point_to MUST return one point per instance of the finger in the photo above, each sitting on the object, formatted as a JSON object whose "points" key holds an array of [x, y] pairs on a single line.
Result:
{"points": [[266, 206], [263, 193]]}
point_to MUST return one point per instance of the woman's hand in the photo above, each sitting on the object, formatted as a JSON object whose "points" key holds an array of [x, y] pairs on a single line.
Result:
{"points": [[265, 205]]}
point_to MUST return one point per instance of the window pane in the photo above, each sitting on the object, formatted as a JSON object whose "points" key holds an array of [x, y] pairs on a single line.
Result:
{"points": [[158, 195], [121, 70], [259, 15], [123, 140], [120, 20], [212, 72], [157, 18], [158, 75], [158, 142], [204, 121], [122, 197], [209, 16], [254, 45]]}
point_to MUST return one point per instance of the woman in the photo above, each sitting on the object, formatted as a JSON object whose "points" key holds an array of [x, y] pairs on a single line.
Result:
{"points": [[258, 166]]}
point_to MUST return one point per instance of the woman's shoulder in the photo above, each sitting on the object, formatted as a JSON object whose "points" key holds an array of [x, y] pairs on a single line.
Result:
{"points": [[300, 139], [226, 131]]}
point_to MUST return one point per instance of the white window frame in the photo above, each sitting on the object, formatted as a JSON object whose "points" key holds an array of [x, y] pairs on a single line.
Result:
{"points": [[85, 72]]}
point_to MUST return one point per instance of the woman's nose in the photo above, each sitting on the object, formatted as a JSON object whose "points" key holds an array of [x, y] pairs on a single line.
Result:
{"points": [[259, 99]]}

--------------------------------

What this task involves: Turn the records above, from the line containing "point_to MUST return one point per instance of the woman's nose" through the end, into a numbered list, leaving out any blank lines.

The reply:
1. point_to MUST return one point per instance of the woman's nose in the photo above, each sitting on the object, formatted as a JSON object whose "points" key holds an array of [x, y] pairs on a single line.
2. Result:
3. {"points": [[259, 99]]}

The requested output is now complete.